* THE REQUEST: Rewrite all the rows below with "Instruction set" changed to "Directions" and everything else left as it is.

* RAW DATA:
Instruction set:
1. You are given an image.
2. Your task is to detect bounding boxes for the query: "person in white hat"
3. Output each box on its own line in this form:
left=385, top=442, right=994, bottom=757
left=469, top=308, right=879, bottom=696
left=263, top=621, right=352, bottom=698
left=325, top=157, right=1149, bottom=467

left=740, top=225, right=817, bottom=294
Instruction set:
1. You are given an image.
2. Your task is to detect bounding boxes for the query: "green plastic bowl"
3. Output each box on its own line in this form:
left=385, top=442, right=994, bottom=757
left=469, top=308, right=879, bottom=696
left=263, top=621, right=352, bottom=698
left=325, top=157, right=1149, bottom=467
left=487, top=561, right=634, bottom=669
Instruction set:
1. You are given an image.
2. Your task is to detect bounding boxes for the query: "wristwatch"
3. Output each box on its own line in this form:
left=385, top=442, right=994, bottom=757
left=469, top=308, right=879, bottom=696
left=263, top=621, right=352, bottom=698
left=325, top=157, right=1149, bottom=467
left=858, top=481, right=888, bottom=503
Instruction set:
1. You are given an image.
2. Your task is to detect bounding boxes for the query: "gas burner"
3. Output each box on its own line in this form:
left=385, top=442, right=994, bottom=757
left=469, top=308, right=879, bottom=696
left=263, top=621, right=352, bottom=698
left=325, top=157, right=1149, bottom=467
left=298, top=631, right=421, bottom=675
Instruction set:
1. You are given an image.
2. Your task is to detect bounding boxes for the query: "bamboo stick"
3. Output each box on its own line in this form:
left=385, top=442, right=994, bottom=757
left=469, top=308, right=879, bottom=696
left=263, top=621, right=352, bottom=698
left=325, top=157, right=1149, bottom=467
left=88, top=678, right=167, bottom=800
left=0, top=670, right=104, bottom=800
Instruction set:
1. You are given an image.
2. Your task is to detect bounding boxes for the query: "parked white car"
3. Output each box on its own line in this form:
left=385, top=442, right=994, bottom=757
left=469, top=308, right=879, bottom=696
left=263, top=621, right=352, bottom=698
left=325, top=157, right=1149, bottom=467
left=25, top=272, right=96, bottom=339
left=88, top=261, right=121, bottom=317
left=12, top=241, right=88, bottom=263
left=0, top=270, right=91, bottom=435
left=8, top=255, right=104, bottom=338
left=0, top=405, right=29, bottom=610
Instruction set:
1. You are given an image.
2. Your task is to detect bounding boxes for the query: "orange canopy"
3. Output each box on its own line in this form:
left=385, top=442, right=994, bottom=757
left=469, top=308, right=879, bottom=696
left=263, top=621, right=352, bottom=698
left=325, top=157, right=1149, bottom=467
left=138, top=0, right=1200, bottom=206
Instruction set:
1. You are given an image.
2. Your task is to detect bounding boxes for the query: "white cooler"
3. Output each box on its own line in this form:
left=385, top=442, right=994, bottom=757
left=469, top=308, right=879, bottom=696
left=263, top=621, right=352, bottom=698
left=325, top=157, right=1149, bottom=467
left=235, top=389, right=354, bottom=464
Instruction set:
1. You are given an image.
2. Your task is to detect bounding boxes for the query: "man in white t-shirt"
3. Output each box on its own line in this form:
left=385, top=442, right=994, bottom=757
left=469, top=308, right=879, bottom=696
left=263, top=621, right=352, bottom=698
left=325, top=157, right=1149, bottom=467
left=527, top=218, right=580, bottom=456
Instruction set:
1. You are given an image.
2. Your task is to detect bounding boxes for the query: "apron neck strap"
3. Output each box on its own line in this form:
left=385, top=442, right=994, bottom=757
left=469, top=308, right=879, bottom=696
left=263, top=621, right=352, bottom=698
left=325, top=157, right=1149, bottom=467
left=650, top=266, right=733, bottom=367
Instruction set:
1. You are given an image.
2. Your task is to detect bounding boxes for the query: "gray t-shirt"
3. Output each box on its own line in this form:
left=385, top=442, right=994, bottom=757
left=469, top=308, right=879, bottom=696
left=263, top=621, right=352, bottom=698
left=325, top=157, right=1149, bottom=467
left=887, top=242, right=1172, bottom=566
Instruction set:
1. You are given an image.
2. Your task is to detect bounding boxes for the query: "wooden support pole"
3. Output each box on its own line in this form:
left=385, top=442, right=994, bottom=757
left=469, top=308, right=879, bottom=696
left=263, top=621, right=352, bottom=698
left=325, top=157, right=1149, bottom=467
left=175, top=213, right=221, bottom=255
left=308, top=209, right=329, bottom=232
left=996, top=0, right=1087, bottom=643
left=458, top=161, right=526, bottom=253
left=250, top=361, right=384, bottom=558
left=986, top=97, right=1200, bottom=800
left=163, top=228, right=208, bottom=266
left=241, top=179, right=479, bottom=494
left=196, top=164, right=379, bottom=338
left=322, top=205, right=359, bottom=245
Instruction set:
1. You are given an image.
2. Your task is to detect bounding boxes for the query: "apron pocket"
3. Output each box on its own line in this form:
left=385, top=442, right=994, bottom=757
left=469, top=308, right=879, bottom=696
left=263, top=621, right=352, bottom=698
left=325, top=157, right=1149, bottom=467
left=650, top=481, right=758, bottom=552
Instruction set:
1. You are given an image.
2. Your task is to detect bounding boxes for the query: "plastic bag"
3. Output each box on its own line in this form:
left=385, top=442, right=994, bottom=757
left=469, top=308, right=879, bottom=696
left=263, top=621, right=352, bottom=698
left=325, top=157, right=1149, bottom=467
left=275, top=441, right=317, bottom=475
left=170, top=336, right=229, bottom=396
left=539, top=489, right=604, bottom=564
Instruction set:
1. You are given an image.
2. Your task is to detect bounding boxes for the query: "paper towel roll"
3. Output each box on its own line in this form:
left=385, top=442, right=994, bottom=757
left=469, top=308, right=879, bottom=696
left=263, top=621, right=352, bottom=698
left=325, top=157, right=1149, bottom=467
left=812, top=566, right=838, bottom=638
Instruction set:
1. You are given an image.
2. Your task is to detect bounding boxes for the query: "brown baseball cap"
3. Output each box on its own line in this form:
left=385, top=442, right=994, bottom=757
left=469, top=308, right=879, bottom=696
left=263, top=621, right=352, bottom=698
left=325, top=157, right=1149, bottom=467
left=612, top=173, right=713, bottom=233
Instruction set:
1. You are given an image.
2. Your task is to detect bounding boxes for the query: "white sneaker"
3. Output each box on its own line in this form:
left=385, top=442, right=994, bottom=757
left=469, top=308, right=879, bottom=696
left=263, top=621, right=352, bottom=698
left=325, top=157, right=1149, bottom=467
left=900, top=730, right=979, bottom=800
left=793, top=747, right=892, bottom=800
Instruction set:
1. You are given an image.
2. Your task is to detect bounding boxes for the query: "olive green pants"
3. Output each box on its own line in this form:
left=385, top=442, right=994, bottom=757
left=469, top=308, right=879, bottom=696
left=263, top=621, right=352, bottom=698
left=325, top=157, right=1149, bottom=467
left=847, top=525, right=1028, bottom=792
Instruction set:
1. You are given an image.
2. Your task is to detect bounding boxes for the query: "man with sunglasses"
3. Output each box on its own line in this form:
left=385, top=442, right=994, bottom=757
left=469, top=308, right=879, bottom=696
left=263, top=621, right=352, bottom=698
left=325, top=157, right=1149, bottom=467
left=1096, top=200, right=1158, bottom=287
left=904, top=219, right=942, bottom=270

* TASK ANSWER:
Directions:
1. You are given an image.
2. Your task is to detect bounding boxes for the query: "person in white hat"
3. Output each box on its own line in this form:
left=385, top=442, right=994, bottom=757
left=469, top=308, right=879, bottom=696
left=263, top=621, right=352, bottom=698
left=325, top=157, right=1149, bottom=467

left=740, top=225, right=817, bottom=294
Directions:
1. You are given an image.
2. Your task is to detect bounding boxes for the query: "green plastic bowl"
3. Output each box on its own line in this form:
left=385, top=442, right=994, bottom=757
left=469, top=308, right=879, bottom=696
left=263, top=621, right=352, bottom=698
left=325, top=157, right=1149, bottom=467
left=487, top=561, right=634, bottom=669
Directions:
1. You are given an image.
2. Your task is to detect bounding boxes for the query: "wristwatch"
3. Output each box on its own line in this form:
left=385, top=442, right=994, bottom=757
left=469, top=308, right=879, bottom=696
left=263, top=621, right=352, bottom=698
left=325, top=157, right=1149, bottom=467
left=858, top=481, right=888, bottom=503
Directions:
1. You are given an image.
2. Your task is to detect bounding boxes for the query: "gas burner"
3. Output each box on its own line in this form:
left=385, top=442, right=994, bottom=757
left=469, top=308, right=879, bottom=696
left=263, top=621, right=352, bottom=698
left=325, top=157, right=1149, bottom=467
left=298, top=631, right=421, bottom=675
Directions:
1. You are given an image.
2. Your task is to detect bounding boxes for the query: "bamboo stick"
3. Output each box on its own line in this form:
left=385, top=442, right=994, bottom=757
left=469, top=308, right=879, bottom=696
left=263, top=621, right=352, bottom=698
left=325, top=157, right=1149, bottom=467
left=88, top=678, right=167, bottom=800
left=0, top=670, right=104, bottom=800
Directions:
1. You are given an image.
2. Your task is to detect bounding boxes for the query: "parked white car"
3. Output each box on its own line in this form:
left=385, top=442, right=994, bottom=757
left=469, top=308, right=879, bottom=696
left=263, top=621, right=352, bottom=698
left=325, top=157, right=1149, bottom=467
left=25, top=272, right=96, bottom=339
left=88, top=261, right=121, bottom=317
left=12, top=241, right=88, bottom=263
left=0, top=270, right=91, bottom=435
left=8, top=255, right=104, bottom=338
left=0, top=405, right=29, bottom=610
Directions:
1. You are given an image.
2. Your task is to detect bounding boxes for the query: "orange canopy"
3. Output each box on its own line in this form:
left=385, top=442, right=994, bottom=757
left=469, top=308, right=879, bottom=696
left=263, top=621, right=352, bottom=698
left=325, top=157, right=1149, bottom=467
left=138, top=0, right=1200, bottom=206
Directions:
1. You are given an image.
2. Your task is to detect bounding boxes for the query: "white cooler"
3. Output each box on its own line in this form:
left=385, top=442, right=994, bottom=757
left=469, top=308, right=879, bottom=696
left=263, top=621, right=352, bottom=698
left=325, top=157, right=1149, bottom=467
left=235, top=389, right=354, bottom=464
Directions:
1. You are given an image.
2. Your task is to detect bounding boxes for the query: "man in white t-shirt"
3. Output each box on its own line in this form:
left=385, top=442, right=994, bottom=757
left=469, top=308, right=879, bottom=696
left=263, top=621, right=352, bottom=698
left=325, top=157, right=1149, bottom=467
left=527, top=218, right=580, bottom=456
Directions:
1. You are given an image.
2. Your task is to detect bounding boxes for the query: "apron neck strap"
3. Output each box on its own line in this form:
left=385, top=442, right=994, bottom=757
left=469, top=308, right=879, bottom=696
left=263, top=621, right=352, bottom=698
left=325, top=157, right=1149, bottom=467
left=650, top=266, right=733, bottom=367
Directions:
1. You are given an image.
2. Your task is to detect bounding boxes for the query: "gray t-shirt"
3. Output each box on its own line in this form:
left=385, top=442, right=994, bottom=757
left=469, top=308, right=879, bottom=696
left=263, top=621, right=352, bottom=698
left=325, top=157, right=1149, bottom=467
left=887, top=242, right=1172, bottom=566
Directions:
1. You are given an image.
2. Your task is to detect bounding boxes for the query: "wooden support pole"
3. Output each box on its own line in this form:
left=385, top=442, right=994, bottom=757
left=469, top=308, right=879, bottom=696
left=263, top=621, right=352, bottom=698
left=325, top=157, right=1149, bottom=467
left=175, top=213, right=221, bottom=255
left=308, top=209, right=329, bottom=232
left=996, top=0, right=1087, bottom=643
left=458, top=161, right=526, bottom=253
left=250, top=361, right=384, bottom=558
left=986, top=97, right=1200, bottom=800
left=163, top=228, right=208, bottom=266
left=241, top=179, right=479, bottom=494
left=196, top=164, right=379, bottom=338
left=322, top=205, right=359, bottom=245
Directions:
1. You are given an image.
2. Your task is to detect bounding boxes for the query: "apron pocket"
3. Output each box on its own line in this form:
left=385, top=442, right=994, bottom=757
left=469, top=308, right=879, bottom=696
left=263, top=621, right=352, bottom=698
left=325, top=157, right=1149, bottom=467
left=650, top=481, right=758, bottom=552
Directions:
1. You are given an image.
2. Your task is to detect bounding boxes for the query: "plastic bag"
3. Output each box on its own line in this form:
left=385, top=442, right=994, bottom=757
left=469, top=308, right=879, bottom=696
left=263, top=621, right=352, bottom=698
left=325, top=157, right=1149, bottom=467
left=275, top=441, right=317, bottom=475
left=170, top=336, right=229, bottom=396
left=539, top=489, right=604, bottom=564
Directions:
1. You are given an image.
2. Your task is to detect bounding boxes for the query: "paper towel roll"
3. Output each box on its own line in this form:
left=385, top=442, right=994, bottom=757
left=469, top=308, right=879, bottom=696
left=263, top=621, right=352, bottom=698
left=325, top=157, right=1149, bottom=467
left=812, top=566, right=838, bottom=638
Directions:
1. You are given an image.
2. Your task is to detect bounding boxes for the query: "brown baseball cap"
3. Output each box on its own line in this form:
left=385, top=442, right=994, bottom=757
left=469, top=308, right=879, bottom=696
left=263, top=621, right=352, bottom=698
left=325, top=157, right=1149, bottom=467
left=612, top=173, right=713, bottom=233
Directions:
1. You are given an image.
2. Your task is to detect bounding boxes for the query: "white sneaker"
3. Output each box on its own line in this form:
left=385, top=442, right=994, bottom=757
left=469, top=308, right=879, bottom=696
left=263, top=621, right=352, bottom=698
left=325, top=157, right=1149, bottom=467
left=900, top=730, right=979, bottom=800
left=793, top=747, right=892, bottom=800
Directions:
1. You are given an image.
2. Your task is to detect bounding boxes for the query: "olive green pants"
3. Output each box on its own line in this form:
left=385, top=442, right=994, bottom=757
left=469, top=308, right=879, bottom=696
left=263, top=621, right=352, bottom=698
left=325, top=157, right=1149, bottom=467
left=847, top=525, right=1028, bottom=792
Directions:
1. You are given an image.
2. Your task is to detect bounding boxes for the query: "man with sunglasses"
3. Output each box on its own line in this form:
left=385, top=442, right=994, bottom=757
left=469, top=308, right=879, bottom=696
left=263, top=621, right=352, bottom=698
left=325, top=157, right=1149, bottom=467
left=1096, top=200, right=1158, bottom=287
left=904, top=219, right=942, bottom=270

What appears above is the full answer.